### WORK ITEM
Looking at the records below, please work out how many lines contain the word "woman" and give the number alone.

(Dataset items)

***

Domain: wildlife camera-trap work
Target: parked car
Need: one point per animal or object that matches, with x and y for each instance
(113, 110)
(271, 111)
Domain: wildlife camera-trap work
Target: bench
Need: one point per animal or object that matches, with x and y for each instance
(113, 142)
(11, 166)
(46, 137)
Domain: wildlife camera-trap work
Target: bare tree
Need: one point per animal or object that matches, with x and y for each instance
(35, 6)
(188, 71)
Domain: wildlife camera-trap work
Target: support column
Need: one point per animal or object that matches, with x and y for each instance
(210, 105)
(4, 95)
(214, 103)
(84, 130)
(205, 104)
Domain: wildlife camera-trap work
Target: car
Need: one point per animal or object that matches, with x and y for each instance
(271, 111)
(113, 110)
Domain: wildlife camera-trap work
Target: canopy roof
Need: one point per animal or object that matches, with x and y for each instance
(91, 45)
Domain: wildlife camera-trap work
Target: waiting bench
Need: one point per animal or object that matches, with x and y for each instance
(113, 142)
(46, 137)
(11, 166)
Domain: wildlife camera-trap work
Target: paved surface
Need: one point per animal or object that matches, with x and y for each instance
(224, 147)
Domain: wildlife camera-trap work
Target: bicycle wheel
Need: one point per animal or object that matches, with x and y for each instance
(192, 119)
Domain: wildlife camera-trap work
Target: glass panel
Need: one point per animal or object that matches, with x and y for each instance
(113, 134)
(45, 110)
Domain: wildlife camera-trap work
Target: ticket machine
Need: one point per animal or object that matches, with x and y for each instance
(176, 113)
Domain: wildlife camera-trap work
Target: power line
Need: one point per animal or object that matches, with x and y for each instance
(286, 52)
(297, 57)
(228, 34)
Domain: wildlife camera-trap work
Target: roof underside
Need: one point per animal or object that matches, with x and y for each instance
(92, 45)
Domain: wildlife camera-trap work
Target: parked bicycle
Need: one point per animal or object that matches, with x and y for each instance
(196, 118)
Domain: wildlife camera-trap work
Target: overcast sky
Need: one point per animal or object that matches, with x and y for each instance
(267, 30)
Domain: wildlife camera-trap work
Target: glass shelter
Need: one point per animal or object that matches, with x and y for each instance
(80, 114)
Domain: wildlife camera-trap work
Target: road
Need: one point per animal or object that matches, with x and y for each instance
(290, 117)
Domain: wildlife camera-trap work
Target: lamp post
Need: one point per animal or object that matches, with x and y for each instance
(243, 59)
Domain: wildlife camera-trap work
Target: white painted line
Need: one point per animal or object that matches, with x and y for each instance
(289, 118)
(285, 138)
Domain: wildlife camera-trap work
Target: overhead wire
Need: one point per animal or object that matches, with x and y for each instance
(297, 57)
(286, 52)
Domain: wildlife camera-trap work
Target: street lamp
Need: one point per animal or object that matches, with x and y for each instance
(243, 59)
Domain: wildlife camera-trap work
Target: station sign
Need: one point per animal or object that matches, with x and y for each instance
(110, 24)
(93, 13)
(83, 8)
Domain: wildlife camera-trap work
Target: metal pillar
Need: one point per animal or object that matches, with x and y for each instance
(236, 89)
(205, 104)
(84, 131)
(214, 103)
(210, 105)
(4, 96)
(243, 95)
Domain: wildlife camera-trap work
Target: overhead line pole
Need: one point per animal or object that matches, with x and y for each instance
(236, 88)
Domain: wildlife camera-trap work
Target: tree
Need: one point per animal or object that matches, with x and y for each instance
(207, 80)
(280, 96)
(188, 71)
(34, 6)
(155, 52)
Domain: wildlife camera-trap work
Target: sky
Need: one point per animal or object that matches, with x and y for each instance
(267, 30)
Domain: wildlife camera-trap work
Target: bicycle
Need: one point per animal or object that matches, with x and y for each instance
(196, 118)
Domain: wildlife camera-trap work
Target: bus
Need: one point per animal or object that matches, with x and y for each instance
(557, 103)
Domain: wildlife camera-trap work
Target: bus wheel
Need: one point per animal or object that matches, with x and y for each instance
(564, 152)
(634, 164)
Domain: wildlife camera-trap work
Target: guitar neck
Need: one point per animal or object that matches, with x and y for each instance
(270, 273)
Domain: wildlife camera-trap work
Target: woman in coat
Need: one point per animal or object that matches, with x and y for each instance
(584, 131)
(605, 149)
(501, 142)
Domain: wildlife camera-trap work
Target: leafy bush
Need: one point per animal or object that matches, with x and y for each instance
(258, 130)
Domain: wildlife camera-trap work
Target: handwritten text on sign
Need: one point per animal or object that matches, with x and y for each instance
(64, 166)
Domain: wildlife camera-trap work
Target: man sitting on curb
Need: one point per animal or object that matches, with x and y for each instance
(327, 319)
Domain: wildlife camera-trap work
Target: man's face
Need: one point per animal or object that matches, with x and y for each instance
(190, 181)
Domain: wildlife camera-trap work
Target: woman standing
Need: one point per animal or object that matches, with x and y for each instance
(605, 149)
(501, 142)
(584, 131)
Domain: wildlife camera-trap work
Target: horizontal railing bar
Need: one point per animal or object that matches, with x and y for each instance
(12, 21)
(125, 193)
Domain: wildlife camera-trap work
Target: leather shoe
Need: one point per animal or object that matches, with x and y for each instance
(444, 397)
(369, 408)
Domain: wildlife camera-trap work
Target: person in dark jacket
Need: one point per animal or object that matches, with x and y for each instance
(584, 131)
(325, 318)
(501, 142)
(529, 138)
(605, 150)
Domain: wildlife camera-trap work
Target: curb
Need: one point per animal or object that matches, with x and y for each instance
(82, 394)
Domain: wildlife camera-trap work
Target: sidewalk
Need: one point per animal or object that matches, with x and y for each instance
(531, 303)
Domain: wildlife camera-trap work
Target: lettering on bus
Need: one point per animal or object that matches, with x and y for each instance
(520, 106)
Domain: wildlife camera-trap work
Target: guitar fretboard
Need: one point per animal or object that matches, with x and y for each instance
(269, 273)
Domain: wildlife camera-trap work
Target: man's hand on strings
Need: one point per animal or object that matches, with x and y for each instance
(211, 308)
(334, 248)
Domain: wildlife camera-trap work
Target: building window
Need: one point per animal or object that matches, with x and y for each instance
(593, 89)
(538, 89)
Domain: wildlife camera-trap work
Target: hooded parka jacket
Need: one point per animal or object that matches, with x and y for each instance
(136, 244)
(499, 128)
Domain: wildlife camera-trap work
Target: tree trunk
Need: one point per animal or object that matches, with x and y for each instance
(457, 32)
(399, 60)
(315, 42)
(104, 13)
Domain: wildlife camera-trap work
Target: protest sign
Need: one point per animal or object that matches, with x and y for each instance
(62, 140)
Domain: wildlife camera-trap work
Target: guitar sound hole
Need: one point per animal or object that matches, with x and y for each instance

***

### SOLUTION
2